Problem requirements
Gather every line of the records below that contains the string "neck", and copy each one out in full.

(Pointing dataset excerpts)

__________

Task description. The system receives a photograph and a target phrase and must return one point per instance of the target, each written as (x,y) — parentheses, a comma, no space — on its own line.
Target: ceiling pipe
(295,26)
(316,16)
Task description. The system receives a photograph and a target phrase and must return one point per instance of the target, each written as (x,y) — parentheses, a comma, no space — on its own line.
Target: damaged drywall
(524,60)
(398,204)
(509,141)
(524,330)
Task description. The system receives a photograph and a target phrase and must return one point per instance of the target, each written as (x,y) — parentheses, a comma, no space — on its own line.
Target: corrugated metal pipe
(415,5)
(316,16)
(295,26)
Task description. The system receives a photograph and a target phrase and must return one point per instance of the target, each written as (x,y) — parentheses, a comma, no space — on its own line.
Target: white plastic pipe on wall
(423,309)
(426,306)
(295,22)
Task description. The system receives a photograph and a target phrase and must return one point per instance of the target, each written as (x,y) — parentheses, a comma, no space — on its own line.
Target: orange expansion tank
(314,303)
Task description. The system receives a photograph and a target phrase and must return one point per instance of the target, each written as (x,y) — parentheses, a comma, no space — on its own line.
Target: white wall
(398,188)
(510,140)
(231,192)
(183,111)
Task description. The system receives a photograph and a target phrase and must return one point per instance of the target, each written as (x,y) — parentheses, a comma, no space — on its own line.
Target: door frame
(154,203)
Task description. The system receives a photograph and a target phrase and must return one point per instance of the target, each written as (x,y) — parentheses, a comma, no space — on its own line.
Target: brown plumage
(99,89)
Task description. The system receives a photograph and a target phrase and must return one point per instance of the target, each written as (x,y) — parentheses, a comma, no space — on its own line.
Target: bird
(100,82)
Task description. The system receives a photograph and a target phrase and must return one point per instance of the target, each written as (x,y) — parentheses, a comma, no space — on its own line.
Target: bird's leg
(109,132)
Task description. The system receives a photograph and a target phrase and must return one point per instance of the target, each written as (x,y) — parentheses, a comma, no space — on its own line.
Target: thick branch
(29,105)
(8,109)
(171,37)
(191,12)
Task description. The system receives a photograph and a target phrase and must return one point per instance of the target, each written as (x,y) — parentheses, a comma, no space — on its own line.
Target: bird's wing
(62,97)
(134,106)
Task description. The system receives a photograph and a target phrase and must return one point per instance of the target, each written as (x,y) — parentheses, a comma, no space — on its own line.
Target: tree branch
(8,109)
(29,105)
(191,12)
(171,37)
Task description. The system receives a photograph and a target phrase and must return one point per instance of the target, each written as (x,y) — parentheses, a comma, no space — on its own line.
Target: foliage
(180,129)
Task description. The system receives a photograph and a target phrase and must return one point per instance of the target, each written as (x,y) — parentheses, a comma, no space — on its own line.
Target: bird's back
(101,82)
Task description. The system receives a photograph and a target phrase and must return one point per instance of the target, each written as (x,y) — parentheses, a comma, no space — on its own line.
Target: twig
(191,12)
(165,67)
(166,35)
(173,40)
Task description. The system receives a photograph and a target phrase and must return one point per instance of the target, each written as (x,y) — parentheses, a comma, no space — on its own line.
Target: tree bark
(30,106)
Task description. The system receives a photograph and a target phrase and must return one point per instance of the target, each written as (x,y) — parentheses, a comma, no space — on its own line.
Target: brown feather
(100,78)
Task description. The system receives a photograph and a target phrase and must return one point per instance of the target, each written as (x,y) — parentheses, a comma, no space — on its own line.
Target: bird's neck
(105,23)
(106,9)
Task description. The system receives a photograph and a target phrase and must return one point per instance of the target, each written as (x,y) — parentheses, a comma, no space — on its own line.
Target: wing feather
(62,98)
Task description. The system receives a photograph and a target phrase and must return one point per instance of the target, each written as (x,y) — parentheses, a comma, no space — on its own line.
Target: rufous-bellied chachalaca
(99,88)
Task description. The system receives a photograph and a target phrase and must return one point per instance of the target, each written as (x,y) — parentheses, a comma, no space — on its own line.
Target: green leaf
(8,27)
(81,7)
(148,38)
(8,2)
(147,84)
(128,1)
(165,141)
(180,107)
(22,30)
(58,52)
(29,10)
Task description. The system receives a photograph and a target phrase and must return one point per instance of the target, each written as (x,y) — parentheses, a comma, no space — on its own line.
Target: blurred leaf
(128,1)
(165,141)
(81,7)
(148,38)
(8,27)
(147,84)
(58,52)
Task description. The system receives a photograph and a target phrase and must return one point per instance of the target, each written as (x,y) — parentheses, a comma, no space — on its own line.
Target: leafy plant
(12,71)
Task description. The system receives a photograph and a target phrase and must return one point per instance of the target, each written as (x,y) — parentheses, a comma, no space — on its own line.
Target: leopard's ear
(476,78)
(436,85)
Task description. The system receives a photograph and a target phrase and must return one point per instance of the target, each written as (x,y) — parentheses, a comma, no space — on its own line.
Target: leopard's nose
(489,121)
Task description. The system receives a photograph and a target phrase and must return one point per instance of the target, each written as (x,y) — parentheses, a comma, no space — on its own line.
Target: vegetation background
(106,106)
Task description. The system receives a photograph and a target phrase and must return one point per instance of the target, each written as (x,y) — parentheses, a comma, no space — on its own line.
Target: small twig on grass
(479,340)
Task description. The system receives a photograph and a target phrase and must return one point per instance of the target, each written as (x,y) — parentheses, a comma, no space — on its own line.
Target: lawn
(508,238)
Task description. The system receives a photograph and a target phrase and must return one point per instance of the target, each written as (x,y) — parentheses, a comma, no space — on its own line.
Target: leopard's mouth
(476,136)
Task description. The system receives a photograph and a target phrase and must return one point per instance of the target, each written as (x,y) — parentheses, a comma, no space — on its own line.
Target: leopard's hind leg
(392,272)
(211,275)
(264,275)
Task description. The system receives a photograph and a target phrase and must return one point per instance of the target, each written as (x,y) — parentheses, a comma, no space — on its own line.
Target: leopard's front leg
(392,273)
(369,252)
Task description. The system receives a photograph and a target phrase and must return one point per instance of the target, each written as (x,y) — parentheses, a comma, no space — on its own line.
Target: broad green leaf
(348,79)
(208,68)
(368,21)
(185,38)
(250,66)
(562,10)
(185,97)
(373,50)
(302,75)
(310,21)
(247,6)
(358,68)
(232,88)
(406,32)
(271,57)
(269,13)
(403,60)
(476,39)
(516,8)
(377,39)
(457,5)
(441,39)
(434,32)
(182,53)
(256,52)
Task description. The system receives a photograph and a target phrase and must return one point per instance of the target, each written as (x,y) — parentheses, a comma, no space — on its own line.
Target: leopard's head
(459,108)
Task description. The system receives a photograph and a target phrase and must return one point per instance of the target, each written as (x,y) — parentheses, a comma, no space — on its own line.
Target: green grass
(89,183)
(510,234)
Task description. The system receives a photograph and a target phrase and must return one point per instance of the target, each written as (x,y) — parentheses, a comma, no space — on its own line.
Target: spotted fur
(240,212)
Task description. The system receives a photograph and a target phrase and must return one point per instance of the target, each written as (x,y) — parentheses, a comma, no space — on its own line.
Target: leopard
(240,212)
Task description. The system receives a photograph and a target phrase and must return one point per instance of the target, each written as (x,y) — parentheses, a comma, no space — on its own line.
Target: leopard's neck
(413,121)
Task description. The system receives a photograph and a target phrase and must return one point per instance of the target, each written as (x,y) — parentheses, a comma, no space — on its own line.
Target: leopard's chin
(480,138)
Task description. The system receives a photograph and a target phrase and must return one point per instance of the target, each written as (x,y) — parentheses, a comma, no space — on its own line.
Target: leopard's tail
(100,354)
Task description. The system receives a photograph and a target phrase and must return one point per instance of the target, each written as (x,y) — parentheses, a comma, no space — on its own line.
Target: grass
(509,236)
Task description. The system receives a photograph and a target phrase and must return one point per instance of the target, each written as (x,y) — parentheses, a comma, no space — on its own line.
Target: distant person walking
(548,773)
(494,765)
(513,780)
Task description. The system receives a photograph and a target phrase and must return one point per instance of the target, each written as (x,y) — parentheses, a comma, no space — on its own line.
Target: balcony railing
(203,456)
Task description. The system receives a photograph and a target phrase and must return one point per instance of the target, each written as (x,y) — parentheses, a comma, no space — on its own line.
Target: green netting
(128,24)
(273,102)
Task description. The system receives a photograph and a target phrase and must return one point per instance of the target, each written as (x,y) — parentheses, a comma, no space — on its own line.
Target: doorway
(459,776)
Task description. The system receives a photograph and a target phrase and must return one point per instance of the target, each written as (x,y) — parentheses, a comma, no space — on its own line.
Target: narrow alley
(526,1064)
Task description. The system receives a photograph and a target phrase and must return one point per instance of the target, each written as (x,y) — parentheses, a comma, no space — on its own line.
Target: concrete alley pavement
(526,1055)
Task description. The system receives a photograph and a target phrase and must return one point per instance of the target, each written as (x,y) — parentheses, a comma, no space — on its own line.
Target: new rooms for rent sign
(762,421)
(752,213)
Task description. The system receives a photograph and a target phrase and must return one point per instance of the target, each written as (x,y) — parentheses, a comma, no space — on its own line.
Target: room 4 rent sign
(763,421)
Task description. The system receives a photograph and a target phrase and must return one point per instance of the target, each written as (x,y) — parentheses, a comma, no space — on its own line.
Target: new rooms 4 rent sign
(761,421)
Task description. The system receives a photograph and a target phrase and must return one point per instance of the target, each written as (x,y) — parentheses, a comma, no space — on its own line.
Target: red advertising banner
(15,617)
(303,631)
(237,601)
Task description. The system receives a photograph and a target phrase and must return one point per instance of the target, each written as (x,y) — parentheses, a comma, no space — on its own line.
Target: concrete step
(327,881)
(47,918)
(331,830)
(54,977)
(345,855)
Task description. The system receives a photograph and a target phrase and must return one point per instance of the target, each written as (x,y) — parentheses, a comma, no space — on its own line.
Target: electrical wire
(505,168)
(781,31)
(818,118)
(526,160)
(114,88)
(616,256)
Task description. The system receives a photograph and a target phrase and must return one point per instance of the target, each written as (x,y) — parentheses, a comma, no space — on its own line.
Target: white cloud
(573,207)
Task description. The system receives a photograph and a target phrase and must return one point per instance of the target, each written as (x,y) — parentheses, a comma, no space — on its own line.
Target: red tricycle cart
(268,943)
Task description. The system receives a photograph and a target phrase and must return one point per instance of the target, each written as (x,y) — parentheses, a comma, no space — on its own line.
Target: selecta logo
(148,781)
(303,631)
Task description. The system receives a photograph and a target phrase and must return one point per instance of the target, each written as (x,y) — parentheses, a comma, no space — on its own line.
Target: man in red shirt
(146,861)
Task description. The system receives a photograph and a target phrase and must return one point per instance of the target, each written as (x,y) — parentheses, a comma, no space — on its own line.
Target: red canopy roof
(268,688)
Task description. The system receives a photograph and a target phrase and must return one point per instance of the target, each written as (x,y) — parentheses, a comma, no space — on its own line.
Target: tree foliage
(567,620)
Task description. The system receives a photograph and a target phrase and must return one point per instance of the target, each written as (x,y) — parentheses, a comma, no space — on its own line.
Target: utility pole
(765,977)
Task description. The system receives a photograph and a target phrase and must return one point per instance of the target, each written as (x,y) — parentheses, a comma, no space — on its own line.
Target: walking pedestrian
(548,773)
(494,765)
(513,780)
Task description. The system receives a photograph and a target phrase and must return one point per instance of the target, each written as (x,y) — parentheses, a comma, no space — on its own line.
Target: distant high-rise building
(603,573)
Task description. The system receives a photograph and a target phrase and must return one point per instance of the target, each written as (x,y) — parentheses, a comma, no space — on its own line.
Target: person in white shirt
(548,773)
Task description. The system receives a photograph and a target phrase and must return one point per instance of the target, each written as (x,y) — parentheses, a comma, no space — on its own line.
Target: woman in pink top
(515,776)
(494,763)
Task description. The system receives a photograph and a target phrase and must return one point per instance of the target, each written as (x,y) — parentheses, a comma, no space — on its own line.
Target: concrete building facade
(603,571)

__________

Solution for this task
Target: bird's neck
Target: leopard's neck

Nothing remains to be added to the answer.